**ОТРЫВОК**:
Поэтому, как писал Н. В. Гоголь, «немногие знают, на какие сильные мысли и глубокие явления может навести незначительный сюжет» (7, с. 47). Об этом же пишет и Рильке: «Сюжет у Родена никогда не привязан к художественному предмету, как животное к дереву. Он живет неподалеку от предмета, он живет им и при нем, словно хранитель коллекции. Позвав его, узнаешь кое-что; если сумеешь, однако, обойтись без него — один, без помех, узнаешь еще больше» (207, с. 115). Ту же мысль иначе формулирует Г. Гачев: «там, где писатель на поверхностный взгляд исходит из обобщения факта, <...> на самом деле исторический факт выступает в роли лишь повода, и ему предшествует непосредственное ощущение сущностного потока жизни» (51, с. 73). З. Фромантен определяет это же так: «Искусство живописи есть, в сущности, искусство выражать невидимое посредством видимого» (270, с. 15).

**ЗАДАНИЯ**:
- A) Отредактируйте отрывок о сюжете в искусстве: перепишите его от "Поэтому, как писал" до "(270, с. 15).", поставив "музея" вместо "коллекции".
- B) Подхватите отрывок о сюжете в искусстве и продолжите его после последнего предложения.

**ИСХОДНЫЕ ДАННЫЕ**:
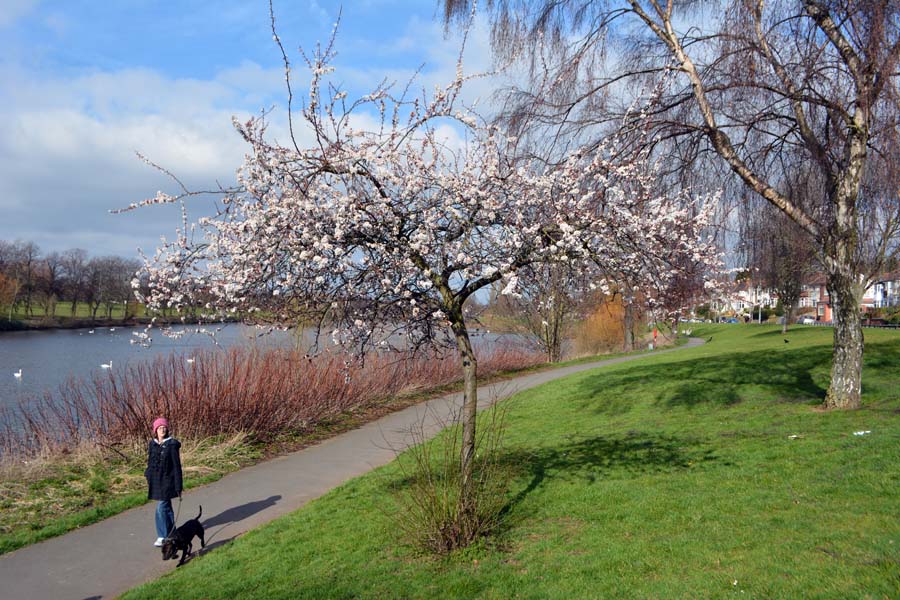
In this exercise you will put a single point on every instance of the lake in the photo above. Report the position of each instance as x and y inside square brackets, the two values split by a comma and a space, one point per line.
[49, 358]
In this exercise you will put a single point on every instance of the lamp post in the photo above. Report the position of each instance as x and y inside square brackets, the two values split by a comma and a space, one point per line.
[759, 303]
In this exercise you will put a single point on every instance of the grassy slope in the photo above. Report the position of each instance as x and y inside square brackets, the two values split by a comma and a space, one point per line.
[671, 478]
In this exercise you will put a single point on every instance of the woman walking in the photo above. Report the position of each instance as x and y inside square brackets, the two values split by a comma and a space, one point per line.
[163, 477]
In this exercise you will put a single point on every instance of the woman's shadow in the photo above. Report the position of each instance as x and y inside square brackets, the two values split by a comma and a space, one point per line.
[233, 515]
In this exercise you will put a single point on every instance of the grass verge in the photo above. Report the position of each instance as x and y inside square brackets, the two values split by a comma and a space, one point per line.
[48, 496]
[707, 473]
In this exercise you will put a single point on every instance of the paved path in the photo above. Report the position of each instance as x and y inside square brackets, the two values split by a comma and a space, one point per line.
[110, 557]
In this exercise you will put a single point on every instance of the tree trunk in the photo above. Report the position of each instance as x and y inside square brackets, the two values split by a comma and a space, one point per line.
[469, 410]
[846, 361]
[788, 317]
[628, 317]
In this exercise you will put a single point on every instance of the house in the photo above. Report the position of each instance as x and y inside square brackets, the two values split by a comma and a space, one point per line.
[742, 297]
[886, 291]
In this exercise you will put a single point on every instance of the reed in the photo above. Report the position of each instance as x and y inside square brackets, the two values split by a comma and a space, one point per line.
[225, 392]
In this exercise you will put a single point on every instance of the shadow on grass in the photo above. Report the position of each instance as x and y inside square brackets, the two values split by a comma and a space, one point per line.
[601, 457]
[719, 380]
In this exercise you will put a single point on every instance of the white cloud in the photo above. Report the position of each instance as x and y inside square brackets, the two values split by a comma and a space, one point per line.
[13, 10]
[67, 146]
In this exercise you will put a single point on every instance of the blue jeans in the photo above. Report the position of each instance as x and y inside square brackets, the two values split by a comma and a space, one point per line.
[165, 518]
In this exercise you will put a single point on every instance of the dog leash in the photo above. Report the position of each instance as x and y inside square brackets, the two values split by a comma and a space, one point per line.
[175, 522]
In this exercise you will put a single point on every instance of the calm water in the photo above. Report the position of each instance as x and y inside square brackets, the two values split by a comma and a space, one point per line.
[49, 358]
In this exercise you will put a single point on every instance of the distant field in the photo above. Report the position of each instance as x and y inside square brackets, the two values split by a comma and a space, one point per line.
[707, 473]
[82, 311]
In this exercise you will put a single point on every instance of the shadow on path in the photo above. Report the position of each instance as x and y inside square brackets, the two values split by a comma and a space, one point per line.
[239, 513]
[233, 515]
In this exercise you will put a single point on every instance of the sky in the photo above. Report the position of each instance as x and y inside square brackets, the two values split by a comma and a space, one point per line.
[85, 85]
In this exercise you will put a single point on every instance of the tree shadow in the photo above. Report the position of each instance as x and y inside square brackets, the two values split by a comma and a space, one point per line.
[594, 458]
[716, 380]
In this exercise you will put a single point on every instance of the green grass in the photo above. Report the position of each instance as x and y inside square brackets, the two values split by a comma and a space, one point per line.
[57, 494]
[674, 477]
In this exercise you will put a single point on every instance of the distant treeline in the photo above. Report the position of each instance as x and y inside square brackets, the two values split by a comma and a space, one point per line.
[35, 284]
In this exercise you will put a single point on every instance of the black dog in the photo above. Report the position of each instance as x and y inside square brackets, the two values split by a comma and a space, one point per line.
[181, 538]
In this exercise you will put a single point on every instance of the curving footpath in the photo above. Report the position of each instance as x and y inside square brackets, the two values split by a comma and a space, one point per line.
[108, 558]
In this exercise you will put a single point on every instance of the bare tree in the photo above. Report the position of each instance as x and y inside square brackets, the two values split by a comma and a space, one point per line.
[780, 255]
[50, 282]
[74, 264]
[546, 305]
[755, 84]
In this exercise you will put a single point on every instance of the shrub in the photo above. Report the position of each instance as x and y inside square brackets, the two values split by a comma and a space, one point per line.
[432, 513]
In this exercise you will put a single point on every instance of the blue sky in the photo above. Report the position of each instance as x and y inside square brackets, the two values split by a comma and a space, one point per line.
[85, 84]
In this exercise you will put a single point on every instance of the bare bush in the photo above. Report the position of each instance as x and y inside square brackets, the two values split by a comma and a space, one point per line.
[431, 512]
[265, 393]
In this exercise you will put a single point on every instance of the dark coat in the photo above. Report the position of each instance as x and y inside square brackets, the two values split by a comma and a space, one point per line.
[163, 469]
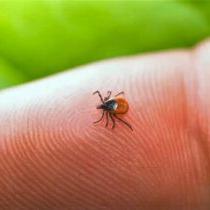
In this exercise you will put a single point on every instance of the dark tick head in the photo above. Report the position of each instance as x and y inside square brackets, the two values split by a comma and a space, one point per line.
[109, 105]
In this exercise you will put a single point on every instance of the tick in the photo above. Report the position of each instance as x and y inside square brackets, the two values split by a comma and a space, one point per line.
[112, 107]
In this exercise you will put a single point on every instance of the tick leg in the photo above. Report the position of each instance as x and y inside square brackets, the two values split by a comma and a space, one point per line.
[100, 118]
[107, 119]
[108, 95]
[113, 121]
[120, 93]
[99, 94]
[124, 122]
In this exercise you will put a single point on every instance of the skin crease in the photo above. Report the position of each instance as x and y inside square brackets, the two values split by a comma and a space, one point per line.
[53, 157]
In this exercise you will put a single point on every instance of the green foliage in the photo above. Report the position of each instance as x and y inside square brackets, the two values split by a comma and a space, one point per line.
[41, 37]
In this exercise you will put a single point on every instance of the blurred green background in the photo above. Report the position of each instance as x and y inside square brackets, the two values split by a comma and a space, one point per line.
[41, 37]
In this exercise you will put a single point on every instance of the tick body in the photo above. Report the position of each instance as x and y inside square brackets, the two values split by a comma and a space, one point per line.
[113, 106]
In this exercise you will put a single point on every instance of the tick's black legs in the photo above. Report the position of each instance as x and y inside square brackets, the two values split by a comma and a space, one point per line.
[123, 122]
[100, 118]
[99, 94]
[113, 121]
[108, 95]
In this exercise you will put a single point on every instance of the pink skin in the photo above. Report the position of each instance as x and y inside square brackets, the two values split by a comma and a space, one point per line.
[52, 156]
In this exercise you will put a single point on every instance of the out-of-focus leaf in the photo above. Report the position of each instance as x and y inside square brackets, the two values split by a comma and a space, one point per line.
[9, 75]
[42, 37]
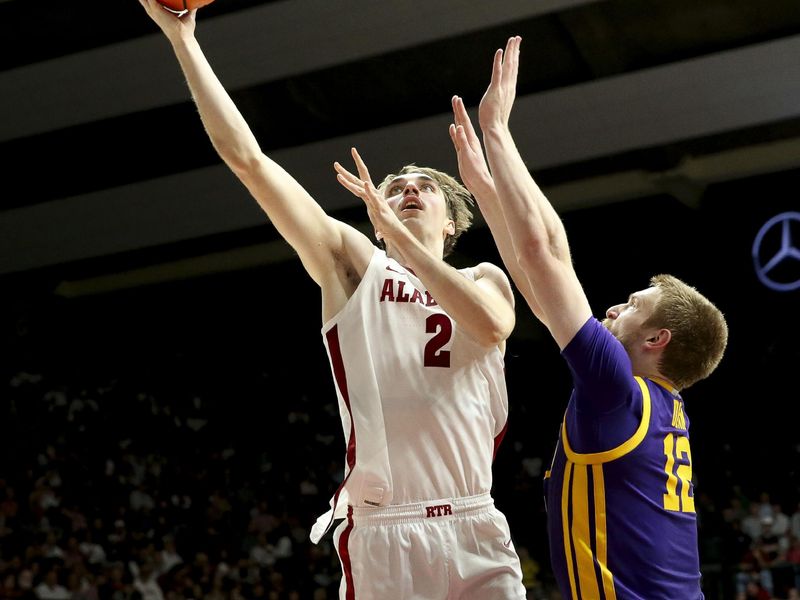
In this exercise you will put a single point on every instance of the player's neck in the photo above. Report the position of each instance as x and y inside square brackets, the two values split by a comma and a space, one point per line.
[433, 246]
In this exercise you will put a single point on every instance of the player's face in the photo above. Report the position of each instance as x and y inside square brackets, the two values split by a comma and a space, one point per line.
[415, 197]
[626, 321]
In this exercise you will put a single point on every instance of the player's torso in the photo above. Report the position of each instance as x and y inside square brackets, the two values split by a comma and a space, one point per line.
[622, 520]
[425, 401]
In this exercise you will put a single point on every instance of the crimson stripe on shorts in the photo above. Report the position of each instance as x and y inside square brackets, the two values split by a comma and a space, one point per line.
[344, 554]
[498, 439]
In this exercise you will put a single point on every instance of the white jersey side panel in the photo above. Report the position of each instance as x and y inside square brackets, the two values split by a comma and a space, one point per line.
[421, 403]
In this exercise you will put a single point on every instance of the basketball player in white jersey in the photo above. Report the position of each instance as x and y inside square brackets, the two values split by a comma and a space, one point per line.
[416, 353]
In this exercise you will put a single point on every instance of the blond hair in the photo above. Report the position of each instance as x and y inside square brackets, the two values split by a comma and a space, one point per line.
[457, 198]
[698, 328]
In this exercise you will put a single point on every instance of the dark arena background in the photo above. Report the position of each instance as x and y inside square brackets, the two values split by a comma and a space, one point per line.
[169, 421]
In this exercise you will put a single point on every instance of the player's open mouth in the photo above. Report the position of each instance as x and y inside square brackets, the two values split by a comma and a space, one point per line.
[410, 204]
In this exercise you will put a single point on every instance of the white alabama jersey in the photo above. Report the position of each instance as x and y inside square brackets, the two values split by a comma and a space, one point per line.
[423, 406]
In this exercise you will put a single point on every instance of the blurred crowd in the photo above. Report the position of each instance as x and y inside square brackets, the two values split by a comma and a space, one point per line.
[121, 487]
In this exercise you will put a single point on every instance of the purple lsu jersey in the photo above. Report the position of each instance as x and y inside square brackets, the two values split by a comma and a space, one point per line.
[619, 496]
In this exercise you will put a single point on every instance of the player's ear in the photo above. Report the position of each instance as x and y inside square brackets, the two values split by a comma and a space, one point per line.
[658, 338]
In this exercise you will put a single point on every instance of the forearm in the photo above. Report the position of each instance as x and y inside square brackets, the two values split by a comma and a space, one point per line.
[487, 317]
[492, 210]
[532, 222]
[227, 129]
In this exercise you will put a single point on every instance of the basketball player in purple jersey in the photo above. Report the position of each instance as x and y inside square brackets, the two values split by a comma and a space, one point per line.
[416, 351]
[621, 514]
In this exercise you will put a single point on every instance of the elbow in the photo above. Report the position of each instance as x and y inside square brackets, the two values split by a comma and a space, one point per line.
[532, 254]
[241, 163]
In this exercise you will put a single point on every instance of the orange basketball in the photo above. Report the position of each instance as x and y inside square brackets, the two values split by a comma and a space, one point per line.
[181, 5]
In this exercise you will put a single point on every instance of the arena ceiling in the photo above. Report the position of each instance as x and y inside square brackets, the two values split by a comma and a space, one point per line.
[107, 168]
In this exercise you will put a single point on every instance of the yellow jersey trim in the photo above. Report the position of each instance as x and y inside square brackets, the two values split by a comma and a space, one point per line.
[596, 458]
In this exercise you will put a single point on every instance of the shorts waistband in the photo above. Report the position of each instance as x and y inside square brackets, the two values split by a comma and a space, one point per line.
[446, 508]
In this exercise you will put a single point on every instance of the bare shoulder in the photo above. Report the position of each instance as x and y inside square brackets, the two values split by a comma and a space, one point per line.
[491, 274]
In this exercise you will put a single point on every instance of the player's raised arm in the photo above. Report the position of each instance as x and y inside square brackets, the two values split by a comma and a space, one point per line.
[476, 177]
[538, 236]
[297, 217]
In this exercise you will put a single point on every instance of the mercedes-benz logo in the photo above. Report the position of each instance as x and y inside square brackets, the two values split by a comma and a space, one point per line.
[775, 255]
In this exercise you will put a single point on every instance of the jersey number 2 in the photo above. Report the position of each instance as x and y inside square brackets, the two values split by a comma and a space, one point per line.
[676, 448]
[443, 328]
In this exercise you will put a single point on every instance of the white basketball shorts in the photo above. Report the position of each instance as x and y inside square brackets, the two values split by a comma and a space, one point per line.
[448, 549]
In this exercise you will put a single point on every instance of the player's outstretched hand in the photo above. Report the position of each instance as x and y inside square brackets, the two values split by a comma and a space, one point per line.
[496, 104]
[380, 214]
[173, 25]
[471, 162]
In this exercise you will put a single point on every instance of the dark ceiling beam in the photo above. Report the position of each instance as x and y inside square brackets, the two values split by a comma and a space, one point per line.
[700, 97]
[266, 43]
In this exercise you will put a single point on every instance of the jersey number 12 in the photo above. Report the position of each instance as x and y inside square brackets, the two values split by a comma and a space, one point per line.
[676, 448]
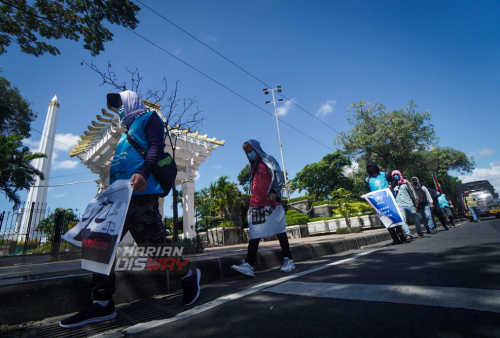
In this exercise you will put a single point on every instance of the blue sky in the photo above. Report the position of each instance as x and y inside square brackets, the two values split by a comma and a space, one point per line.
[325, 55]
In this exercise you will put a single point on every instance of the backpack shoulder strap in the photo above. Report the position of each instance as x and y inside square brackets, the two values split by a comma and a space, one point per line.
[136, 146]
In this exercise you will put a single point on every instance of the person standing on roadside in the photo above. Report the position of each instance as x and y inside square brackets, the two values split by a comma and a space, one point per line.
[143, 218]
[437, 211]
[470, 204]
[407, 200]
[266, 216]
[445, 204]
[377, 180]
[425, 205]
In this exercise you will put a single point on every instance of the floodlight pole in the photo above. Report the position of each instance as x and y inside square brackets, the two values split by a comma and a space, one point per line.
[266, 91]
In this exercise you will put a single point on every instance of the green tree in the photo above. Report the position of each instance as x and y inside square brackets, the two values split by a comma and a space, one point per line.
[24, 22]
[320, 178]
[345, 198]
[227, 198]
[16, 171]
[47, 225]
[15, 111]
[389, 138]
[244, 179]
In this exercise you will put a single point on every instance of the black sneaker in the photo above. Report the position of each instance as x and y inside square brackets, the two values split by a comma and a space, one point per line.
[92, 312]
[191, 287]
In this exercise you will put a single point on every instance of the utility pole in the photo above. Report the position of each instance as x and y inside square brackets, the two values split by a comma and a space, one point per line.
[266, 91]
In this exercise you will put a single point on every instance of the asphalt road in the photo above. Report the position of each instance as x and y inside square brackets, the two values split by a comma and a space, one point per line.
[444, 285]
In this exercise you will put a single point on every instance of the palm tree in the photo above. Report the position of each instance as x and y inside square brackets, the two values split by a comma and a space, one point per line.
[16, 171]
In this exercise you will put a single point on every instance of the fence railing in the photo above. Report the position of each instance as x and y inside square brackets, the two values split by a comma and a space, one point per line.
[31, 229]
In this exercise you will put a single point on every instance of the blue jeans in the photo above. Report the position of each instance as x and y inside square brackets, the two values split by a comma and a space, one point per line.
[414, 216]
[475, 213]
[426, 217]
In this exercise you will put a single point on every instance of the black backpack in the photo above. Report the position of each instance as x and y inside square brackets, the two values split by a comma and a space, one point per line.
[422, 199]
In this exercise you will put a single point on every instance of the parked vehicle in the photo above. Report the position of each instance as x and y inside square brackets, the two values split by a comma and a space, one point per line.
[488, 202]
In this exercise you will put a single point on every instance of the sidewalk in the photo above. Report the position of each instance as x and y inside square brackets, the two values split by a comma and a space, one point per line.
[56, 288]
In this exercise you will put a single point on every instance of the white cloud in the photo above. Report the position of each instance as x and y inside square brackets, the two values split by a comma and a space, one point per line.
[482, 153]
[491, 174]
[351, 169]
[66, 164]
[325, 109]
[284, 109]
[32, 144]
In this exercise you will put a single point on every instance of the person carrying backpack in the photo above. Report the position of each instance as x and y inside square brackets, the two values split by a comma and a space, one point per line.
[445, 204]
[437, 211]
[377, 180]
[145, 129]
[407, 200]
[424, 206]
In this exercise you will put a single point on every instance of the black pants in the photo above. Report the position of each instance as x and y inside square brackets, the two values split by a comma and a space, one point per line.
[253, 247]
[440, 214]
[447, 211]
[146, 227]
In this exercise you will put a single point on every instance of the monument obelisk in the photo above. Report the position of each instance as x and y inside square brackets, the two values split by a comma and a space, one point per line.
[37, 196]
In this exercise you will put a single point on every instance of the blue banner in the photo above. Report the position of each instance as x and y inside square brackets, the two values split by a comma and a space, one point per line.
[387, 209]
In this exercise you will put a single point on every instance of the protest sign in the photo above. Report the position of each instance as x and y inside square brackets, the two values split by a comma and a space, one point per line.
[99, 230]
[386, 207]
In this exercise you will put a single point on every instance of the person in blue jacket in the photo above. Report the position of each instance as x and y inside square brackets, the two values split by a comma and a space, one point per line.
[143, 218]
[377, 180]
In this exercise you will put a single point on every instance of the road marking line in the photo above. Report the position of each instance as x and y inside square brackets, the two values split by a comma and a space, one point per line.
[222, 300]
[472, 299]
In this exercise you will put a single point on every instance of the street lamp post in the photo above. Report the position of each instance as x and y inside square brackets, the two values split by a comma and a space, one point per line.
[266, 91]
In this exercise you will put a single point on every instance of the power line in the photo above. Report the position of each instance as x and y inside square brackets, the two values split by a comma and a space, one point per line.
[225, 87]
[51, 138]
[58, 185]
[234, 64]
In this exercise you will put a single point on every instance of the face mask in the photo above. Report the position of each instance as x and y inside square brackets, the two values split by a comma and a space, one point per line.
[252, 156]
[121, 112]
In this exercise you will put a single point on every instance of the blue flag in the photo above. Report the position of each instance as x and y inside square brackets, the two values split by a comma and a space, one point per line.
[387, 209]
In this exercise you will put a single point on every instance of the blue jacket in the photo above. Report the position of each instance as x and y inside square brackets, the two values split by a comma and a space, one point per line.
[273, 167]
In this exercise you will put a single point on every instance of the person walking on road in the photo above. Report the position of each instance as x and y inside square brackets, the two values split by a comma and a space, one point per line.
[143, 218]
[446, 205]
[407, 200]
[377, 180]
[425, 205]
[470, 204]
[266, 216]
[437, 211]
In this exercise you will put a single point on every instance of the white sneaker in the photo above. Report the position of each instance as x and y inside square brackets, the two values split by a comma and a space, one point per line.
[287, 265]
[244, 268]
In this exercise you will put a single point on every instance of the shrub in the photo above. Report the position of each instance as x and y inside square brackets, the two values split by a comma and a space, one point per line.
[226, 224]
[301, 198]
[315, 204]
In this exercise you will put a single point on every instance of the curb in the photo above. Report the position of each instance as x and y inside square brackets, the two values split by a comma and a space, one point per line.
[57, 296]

**ОТВЕТЫ**:
- A)
Поэтому, как писал Н. В. Гоголь, «немногие знают, на какие сильные мысли и глубокие явления может навести незначительный сюжет» (7, с. 47). Об этом же пишет и Рильке: «Сюжет у Родена никогда не привязан к художественному предмету, как животное к дереву. Он живет неподалеку от предмета, он живет им и при нем, словно хранитель музея. Позвав его, узнаешь кое-что; если сумеешь, однако, обойтись без него — один, без помех, узнаешь еще больше» (207, с. 115). Ту же мысль иначе формулирует Г. Гачев: «там, где писатель на поверхностный взгляд исходит из обобщения факта, <...> на самом деле исторический факт выступает в роли лишь повода, и ему предшествует непосредственное ощущение сущностного потока жизни» (51, с. 73). З. Фромантен определяет это же так: «Искусство живописи есть, в сущности, искусство выражать невидимое посредством видимого» (270, с. 15).

- B)
Так в искусстве трансформируется и конкретизируется та общая исходная потребность, удовлетворению которой оно служит. А именно: искусство как таковое занято только и исключительно качеством воспроизведения, или еще точнее — качеством обозначения, качеством информации. Но коль скоро качеством всегда обладает что-то — это «что-то» есть неискусство в искусстве. Присутствие искусства сказывается на нем прежде всего в том, что оно — неискусство — выступает чем-то непосредственно связанным с бескорыстным познанием и в той же мере теряет какой бы то ни было утилитарный смысл.

Неискусство необходимо в искусстве для того, чтобы быть осуществленным в том наиболее совершенном качестве, в котором оно убеждает в категорической очевидной истинности. Таковы в принципе: изображения предмета — в живописи, графике, скульптуре; некоторая история — в эпосе, в прозе; некоторые переживания — в лирике; наполнения времени — в музыке; полнота пространства — в архитектуре; движения человеческого тела — в хореографии; поведение человека — в актерском искусстве.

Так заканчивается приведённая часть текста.